++++ Data for the task ++++

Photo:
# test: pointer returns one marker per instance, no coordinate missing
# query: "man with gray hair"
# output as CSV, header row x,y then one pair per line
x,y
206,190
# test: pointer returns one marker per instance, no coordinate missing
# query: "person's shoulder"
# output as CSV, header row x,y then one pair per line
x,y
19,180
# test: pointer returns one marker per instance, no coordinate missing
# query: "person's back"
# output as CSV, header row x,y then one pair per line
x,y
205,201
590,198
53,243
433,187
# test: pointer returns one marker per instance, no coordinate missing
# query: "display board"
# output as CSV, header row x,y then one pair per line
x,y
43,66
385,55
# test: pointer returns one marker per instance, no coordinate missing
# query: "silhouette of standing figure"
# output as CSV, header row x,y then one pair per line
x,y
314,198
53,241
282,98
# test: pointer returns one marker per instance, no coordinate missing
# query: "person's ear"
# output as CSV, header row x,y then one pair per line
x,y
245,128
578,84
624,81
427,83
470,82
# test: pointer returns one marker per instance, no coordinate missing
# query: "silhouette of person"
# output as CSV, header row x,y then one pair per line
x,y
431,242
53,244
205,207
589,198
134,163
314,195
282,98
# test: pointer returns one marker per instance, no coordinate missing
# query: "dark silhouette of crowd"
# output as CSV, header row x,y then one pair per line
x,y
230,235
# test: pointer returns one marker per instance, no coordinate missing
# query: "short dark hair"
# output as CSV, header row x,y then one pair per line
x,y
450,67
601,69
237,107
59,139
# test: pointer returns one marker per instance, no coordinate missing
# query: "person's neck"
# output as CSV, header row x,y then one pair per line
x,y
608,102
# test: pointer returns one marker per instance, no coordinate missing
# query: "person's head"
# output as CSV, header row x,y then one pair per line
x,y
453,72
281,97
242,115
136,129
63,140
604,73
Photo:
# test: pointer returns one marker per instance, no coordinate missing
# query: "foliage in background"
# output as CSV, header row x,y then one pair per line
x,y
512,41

++++

* [Task requirements]:
Search the records for the word "dark" and copy every line where it occurs.

* [Problem solution]:
# query: "dark silhouette of crowd"
# query: "short dark hair"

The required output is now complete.